━━ Extrait du texte ━━

Depuis l’été 2023, le dessinateur de presse Gérald Herrmann collabore avec l’Église catholique romaine à Genève (ECR) pour l’illustration des campagnes d’appel au don. Il se confie dans cette interview.
Gérald Herrmann est né à La Chaux-de-Fonds en 1958, il est arrivé à Genève après son bachelor. Après des études de Lettres, il a enseigné l’allemand au Cycle et n’envisageait pas de devenir dessinateur de presse. Pourtant, au Collège, il s’était déjà amusé à caricaturer ses profs, puis devenu professeur, il illustrait parfois les épreuves communes d’allemand du canton. « Quand j’avais 27 ans, j’ai été contacté par un ami qui travaillait à L’Impartial et qui m’a proposé de faire des dessins de presse pour son journal. Je me suis dit : mais c’est bien sûr ! »
Autodidacte, il estime avoir eu « une chance infinie ! » « Le dessin de presse était en train de s’éveiller. Avec Burki, Barrigue, Pécub il devenait à la mode et les dessinateurs manquaient. J’ai envoyé quelques dessins aux journaux romands et Le Courrier m’a répondu positivement. J’étais mauvais, mal payé, mais si reconnaissant d’être publié ! C’est grâce au Courrier que j’ai pu m’améliorer ». Par la suite il a dessiné aussi pour La Liberté, L’Hebdo, la SonntagsZeitung, La Tribune de Genève et Le Monde. Aujourd’hui, à l’âge de la retraite, il dessine toujours pour ces deux derniers titres. Il a par ailleurs publié une dizaine d’albums.
En 40 ans de carrière, il estime avoir eu la chance de vivre « l’âge d’or du dessin de presse romand », dans les années 90, « avec une génération spontanée de dessinateurs, parmi lesquels Chappatte, Mix & Remix, Burki et Barrigue. Il y avait entre nous une émulation exceptionnelle ».

━━━
━━ Données à examiner ━━

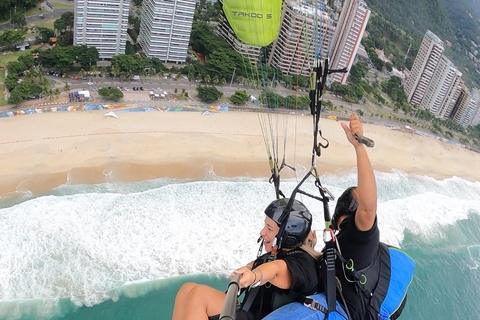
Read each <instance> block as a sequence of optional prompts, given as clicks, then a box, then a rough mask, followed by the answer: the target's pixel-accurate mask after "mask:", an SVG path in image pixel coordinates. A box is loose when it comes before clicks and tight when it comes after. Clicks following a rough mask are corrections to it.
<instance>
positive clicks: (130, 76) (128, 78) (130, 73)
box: [126, 70, 133, 82]
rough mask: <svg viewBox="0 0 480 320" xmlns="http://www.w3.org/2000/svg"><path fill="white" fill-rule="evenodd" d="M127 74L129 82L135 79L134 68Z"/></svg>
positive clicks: (128, 80) (128, 71) (127, 71)
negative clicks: (133, 70)
mask: <svg viewBox="0 0 480 320" xmlns="http://www.w3.org/2000/svg"><path fill="white" fill-rule="evenodd" d="M126 76H127V79H128V82H130V81H132V79H133V71H132V70H128V71H127V73H126Z"/></svg>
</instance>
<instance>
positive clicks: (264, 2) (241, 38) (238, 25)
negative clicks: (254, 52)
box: [223, 0, 282, 47]
mask: <svg viewBox="0 0 480 320" xmlns="http://www.w3.org/2000/svg"><path fill="white" fill-rule="evenodd" d="M223 11H224V12H225V16H226V17H227V20H228V22H229V23H230V26H232V28H233V31H235V34H236V35H237V37H238V38H239V39H240V40H242V41H243V42H244V43H246V44H248V45H251V46H257V47H263V46H266V45H269V44H270V43H272V42H273V40H275V39H276V38H277V35H278V29H279V27H280V14H281V11H282V1H281V0H242V1H238V0H223Z"/></svg>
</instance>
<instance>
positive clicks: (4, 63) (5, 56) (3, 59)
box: [0, 49, 33, 67]
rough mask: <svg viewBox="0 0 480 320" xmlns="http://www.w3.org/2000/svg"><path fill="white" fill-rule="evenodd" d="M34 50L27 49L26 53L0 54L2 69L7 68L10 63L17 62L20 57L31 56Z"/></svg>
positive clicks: (8, 53) (22, 52)
mask: <svg viewBox="0 0 480 320" xmlns="http://www.w3.org/2000/svg"><path fill="white" fill-rule="evenodd" d="M32 50H33V49H27V50H25V51H15V52H10V53H5V52H3V53H2V54H0V67H6V66H7V63H9V62H10V61H17V59H18V57H20V56H23V55H26V54H30V52H31V51H32Z"/></svg>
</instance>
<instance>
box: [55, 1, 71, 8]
mask: <svg viewBox="0 0 480 320" xmlns="http://www.w3.org/2000/svg"><path fill="white" fill-rule="evenodd" d="M50 4H51V5H52V6H53V7H55V8H73V3H72V4H70V3H58V2H50Z"/></svg>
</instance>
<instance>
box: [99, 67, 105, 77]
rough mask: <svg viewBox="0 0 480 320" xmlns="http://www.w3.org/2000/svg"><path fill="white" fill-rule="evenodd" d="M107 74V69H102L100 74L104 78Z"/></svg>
mask: <svg viewBox="0 0 480 320" xmlns="http://www.w3.org/2000/svg"><path fill="white" fill-rule="evenodd" d="M106 73H107V70H105V68H101V69H100V74H101V75H102V77H105V74H106Z"/></svg>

━━━

■ Consigne:
D'après le texte sur le dessinateur Gérald Herrmann, dans quelle ville et en quelle année est-il né, s'il vous plaît ?

■ Réponse:
À La Chaux-de-Fonds, en 1958.